(Raw records)
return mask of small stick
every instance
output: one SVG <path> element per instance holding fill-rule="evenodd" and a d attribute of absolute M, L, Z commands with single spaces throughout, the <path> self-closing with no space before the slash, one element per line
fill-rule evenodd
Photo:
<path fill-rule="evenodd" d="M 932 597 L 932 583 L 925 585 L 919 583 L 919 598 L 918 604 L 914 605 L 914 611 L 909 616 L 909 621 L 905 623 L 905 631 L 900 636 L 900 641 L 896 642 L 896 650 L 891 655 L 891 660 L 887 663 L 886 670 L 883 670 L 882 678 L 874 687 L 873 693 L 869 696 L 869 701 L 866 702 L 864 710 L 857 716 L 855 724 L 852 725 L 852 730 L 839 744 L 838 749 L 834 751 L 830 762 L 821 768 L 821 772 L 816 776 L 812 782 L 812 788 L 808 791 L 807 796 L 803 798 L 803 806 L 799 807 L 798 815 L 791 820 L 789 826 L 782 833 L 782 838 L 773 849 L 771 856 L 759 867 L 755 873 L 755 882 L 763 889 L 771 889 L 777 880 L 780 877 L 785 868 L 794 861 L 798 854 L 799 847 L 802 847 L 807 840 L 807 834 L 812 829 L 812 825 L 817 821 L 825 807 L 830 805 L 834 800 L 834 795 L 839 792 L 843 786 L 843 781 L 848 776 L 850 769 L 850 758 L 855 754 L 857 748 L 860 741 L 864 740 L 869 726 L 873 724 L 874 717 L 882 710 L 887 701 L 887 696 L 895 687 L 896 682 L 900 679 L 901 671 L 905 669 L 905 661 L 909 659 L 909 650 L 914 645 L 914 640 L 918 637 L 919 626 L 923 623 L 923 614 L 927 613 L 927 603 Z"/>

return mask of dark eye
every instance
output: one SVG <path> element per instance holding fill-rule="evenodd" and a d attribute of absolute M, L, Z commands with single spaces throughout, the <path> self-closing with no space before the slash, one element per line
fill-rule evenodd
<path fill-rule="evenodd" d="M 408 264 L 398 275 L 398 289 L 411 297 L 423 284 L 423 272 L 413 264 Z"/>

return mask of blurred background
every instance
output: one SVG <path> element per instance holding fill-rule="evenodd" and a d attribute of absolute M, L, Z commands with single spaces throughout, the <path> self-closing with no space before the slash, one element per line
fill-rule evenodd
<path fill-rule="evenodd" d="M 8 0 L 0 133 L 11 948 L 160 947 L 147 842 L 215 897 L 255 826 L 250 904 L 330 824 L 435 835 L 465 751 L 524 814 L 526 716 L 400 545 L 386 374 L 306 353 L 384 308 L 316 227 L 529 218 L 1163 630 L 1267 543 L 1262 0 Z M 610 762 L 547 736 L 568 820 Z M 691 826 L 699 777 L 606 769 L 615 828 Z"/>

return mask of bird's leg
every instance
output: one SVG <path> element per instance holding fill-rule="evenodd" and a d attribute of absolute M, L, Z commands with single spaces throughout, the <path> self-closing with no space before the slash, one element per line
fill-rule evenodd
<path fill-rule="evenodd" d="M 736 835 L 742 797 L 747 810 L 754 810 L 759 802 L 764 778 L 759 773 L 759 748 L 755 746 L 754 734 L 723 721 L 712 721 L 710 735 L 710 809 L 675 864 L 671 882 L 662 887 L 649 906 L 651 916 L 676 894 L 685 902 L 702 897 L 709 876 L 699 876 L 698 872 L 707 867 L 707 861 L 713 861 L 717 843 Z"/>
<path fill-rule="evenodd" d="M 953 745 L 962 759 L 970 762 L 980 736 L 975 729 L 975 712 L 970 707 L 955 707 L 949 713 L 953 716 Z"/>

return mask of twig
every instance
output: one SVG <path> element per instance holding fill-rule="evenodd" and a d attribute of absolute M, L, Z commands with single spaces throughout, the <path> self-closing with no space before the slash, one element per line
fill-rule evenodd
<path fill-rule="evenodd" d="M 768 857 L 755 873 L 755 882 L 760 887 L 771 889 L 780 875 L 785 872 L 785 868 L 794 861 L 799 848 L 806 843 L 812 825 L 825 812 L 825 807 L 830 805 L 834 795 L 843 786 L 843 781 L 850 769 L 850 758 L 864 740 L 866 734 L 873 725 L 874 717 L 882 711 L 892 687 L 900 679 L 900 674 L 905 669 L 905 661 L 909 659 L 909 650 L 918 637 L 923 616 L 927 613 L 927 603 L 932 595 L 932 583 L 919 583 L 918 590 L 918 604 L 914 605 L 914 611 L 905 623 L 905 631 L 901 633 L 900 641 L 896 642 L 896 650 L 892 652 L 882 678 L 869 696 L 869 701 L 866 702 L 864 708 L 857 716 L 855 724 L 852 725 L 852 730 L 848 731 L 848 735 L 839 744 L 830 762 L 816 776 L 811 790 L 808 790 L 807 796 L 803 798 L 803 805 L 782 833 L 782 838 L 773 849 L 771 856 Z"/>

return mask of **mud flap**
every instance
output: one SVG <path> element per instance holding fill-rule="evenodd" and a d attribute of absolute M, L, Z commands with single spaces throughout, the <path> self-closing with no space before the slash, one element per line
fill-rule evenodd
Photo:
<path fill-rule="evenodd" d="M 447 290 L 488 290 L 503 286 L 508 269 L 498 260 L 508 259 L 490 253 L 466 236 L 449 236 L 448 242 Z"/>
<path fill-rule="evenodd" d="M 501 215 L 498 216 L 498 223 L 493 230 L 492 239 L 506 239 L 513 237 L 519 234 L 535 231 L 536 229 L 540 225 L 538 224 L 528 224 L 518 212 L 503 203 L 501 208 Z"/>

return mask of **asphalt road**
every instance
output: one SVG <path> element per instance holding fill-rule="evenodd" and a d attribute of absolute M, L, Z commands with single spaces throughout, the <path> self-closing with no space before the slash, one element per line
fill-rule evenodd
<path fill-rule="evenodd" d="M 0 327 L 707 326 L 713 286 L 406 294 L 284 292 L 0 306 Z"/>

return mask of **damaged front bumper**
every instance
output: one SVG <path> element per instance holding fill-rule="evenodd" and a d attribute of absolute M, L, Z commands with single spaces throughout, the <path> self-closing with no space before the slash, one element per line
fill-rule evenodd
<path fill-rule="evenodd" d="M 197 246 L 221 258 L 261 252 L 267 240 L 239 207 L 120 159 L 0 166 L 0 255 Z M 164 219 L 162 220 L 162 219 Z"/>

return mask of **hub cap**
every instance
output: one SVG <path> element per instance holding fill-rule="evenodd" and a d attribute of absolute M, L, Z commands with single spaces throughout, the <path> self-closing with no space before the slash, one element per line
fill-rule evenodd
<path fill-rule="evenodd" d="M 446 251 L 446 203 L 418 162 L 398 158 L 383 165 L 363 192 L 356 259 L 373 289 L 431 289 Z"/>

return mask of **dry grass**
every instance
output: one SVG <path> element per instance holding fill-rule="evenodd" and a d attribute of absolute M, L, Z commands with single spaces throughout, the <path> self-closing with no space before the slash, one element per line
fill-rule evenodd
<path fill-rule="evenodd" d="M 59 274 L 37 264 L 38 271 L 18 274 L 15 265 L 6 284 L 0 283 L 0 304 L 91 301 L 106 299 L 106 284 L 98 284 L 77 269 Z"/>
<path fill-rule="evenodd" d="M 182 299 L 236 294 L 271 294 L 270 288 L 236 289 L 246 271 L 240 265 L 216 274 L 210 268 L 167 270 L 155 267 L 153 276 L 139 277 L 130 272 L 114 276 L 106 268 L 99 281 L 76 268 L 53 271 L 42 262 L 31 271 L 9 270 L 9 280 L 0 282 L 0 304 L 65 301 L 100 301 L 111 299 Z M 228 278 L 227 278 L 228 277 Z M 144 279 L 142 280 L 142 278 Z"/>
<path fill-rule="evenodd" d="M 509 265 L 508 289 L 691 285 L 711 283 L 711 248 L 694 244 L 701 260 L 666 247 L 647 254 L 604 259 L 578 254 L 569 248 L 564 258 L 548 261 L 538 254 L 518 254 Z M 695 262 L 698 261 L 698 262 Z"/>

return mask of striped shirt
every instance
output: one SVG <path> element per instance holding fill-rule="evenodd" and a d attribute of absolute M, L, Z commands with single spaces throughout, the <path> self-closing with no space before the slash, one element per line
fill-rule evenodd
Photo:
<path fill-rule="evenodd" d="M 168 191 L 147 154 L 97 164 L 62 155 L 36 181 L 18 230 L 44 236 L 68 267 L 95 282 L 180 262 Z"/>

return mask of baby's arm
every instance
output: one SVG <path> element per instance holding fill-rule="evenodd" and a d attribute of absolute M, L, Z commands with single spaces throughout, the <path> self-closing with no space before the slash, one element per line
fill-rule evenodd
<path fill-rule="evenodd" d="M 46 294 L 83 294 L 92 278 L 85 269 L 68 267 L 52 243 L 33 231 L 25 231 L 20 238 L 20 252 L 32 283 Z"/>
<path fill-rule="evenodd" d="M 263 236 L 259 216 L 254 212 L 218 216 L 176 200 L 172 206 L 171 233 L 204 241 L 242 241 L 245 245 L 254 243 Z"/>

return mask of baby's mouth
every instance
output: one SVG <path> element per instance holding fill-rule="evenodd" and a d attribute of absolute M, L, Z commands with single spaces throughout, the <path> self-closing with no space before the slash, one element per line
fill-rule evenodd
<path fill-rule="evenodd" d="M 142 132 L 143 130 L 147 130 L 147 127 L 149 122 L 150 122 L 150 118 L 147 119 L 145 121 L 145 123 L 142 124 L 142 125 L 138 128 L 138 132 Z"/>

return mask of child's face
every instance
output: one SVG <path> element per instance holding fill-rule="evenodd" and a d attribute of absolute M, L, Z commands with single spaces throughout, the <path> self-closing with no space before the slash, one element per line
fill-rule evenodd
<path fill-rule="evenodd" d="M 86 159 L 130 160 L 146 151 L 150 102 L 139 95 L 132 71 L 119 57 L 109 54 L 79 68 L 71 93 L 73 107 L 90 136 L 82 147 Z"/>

JOB
Render the lines of the rows as a numbered list, starting at the line that contains "return mask of **dry grass**" and ending at the line that contains "182 299 L 236", with both of those lines included and blank lines omitted.

ANSWER
1. return mask of **dry grass**
2. every instance
3. output: one SVG <path> element per instance holding fill-rule="evenodd" and a d attribute of absolute M, L, Z commands with single spaces throughout, the <path> self-closing with no space before the slash, one element per line
4. fill-rule evenodd
5. <path fill-rule="evenodd" d="M 59 274 L 37 264 L 38 271 L 18 274 L 15 265 L 6 284 L 0 283 L 0 304 L 91 301 L 106 299 L 106 284 L 98 284 L 77 269 Z"/>
6. <path fill-rule="evenodd" d="M 182 299 L 236 294 L 271 294 L 270 288 L 236 289 L 246 271 L 240 265 L 216 274 L 210 268 L 167 270 L 155 267 L 153 276 L 139 277 L 130 272 L 114 276 L 106 268 L 99 281 L 76 268 L 53 271 L 42 262 L 31 271 L 9 270 L 9 280 L 0 282 L 0 304 L 65 301 L 100 301 L 111 299 Z M 228 278 L 227 278 L 228 277 Z M 144 279 L 142 280 L 142 278 Z"/>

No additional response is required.